* _HOW TO COMPLETE THIS TASK_: Each line of the data has to be retyped exactly as it is.

________________________

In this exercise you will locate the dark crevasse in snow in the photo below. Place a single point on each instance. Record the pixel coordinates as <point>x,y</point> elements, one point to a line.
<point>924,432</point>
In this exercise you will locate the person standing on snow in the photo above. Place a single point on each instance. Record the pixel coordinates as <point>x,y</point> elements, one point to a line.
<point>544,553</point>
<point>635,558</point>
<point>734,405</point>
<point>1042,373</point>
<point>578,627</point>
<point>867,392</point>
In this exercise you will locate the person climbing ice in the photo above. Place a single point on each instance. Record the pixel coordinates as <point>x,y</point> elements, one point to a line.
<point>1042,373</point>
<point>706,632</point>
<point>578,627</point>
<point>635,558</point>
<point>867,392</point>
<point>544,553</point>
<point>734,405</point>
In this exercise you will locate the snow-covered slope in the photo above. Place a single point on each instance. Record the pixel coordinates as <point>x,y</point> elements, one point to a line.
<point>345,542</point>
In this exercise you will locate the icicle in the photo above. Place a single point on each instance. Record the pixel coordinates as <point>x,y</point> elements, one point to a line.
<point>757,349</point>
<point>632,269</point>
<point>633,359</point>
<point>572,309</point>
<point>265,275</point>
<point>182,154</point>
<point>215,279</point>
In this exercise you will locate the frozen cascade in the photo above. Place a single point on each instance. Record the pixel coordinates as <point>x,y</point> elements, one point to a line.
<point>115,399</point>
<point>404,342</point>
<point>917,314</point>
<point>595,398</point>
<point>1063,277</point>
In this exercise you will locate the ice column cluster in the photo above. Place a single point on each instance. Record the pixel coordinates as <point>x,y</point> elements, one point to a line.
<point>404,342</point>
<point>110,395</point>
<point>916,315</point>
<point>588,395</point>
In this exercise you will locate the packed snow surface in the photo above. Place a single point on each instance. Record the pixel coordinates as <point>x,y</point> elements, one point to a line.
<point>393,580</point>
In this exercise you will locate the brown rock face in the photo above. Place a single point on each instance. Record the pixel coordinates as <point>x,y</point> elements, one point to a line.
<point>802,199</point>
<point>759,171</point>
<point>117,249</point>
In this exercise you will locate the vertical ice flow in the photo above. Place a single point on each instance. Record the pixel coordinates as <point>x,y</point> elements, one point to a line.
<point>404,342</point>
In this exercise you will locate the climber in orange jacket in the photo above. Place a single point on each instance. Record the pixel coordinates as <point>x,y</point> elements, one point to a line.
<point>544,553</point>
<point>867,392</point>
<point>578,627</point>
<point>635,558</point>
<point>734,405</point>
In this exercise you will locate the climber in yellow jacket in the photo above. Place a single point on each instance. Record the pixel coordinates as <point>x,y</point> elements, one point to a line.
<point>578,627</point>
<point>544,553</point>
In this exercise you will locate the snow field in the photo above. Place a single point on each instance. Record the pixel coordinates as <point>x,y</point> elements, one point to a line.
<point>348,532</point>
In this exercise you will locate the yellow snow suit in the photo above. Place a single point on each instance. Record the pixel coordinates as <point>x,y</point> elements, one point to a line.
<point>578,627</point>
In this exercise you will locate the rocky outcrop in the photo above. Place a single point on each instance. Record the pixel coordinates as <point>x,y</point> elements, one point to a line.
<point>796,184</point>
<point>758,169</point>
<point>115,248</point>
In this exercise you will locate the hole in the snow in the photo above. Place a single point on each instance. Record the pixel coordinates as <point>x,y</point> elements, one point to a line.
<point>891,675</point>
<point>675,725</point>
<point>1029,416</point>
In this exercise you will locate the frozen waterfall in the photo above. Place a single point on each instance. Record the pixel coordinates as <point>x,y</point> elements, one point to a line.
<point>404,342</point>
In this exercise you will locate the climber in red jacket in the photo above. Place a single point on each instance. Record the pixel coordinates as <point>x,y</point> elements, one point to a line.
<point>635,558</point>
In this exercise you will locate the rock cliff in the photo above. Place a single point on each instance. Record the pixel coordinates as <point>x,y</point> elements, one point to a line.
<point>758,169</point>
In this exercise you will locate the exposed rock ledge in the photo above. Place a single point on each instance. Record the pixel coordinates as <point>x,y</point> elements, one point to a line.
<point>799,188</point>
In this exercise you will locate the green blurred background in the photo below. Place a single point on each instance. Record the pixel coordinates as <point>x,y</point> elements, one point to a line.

________________________

* _SOLVED PROBLEM_:
In this exercise you will locate the dark crevasse in snow in the photo below. Place a single point on each instance. Record the pixel coordinates as <point>x,y</point> elements, one point to a line.
<point>924,432</point>
In this exercise you will locate the person standing on snow in the photo above. Place a single point on each instance. Record the pixel coordinates as <point>x,y</point> elements, one point to a line.
<point>544,553</point>
<point>635,558</point>
<point>734,405</point>
<point>1042,373</point>
<point>578,627</point>
<point>867,392</point>
In this exercise you will locate the person climbing ice in the photo above. Place a single point on each instance. Record the pixel coordinates as <point>x,y</point> elements, one point to a line.
<point>1042,373</point>
<point>706,632</point>
<point>578,627</point>
<point>635,558</point>
<point>867,392</point>
<point>544,553</point>
<point>734,405</point>
In this exercise you will locate the snow-covered slope in the photo above. Place a single point on each instance. Record the pixel coordinates as <point>x,y</point> elements, one point to a line.
<point>345,542</point>
In this exercise you will locate the icicle in the photo above. Place a single point on each instance. Record the pixel coordinates as <point>x,y</point> elements, one point to a line.
<point>757,349</point>
<point>632,269</point>
<point>633,359</point>
<point>572,309</point>
<point>265,275</point>
<point>182,154</point>
<point>215,279</point>
In this exercise you will locate the frozen cascade in the photo above. Place a single point on each instance. Record the pixel coordinates as <point>x,y</point> elements, one point to a line.
<point>115,399</point>
<point>404,342</point>
<point>917,314</point>
<point>595,398</point>
<point>1063,277</point>
In this exercise you will locate the ice column cluster in the photo above. Place a single point on each instance. Record the pixel coordinates as <point>x,y</point> elements, one point to a line.
<point>404,342</point>
<point>110,395</point>
<point>916,315</point>
<point>588,395</point>
In this exercise you will locate the packed snow surface in the photo above. Place a single point on each instance. Record the pixel coordinates as <point>x,y</point> elements, one point to a line.
<point>393,580</point>
In this exercise you will locate the brown rock face in the photo above. Place a single point on each instance. Record the pixel coordinates as <point>x,y</point> elements, one point to a line.
<point>802,199</point>
<point>759,171</point>
<point>117,249</point>
In this exercise you will locate the vertical ice flow in the photo above. Place a single point on each instance. Record the pixel coordinates as <point>x,y</point> elements, one point to a line.
<point>404,342</point>
In this exercise you will locate the climber in orange jacket in the photo above. Place a single point on each instance. Record the pixel coordinates as <point>x,y</point> elements, one point to a line.
<point>544,553</point>
<point>867,392</point>
<point>578,627</point>
<point>635,558</point>
<point>734,405</point>
In this exercise you will locate the climber in yellow jacket in the photo above. Place a single point on each instance. Record the pixel coordinates as <point>x,y</point> elements, one point to a line.
<point>578,627</point>
<point>544,553</point>
In this exercise you will locate the snow field in the photo above. Place a single point on each instance. Record the pixel coordinates as <point>x,y</point> elements, one point to a line.
<point>348,532</point>
In this exercise you will locate the yellow snow suit in the photo above. Place a single point on each instance. Record the pixel coordinates as <point>x,y</point> elements, one point to a line.
<point>578,627</point>
In this exercise you will locate the rocky outcrop in the photo above. Place a single point on each instance. Record the pixel coordinates as <point>x,y</point> elements, one point to a line.
<point>796,184</point>
<point>758,169</point>
<point>115,248</point>
In this exercise you will locate the hole in the snow in the photo above. Place a single point on each instance. Record the pixel coordinates as <point>x,y</point> elements, one point to a line.
<point>891,675</point>
<point>675,725</point>
<point>1029,416</point>
In this exercise you will locate the frozen waterfall in the photo above. Place a single point on each instance. Record the pixel coordinates as <point>x,y</point> elements, one point to a line.
<point>404,342</point>
In this exercise you will locate the climber in red jacket in the photo above. Place a single point on each instance. Record the pixel coordinates as <point>x,y</point> elements, one point to a line.
<point>635,558</point>
In this exercise you will locate the rock cliff in the photo above. Place a single point on each instance. Record the pixel coordinates as <point>x,y</point> elements, one point to a line.
<point>758,169</point>
In this exercise you will locate the exposed rock ledge in the photo above. Place a single point on each instance. Record the pixel coordinates as <point>x,y</point> elements, one point to a line.
<point>799,188</point>
In this exercise you will locate the green blurred background in the photo below. Place a single point on each instance. Record the pixel coordinates as <point>x,y</point> elements, one point to a line.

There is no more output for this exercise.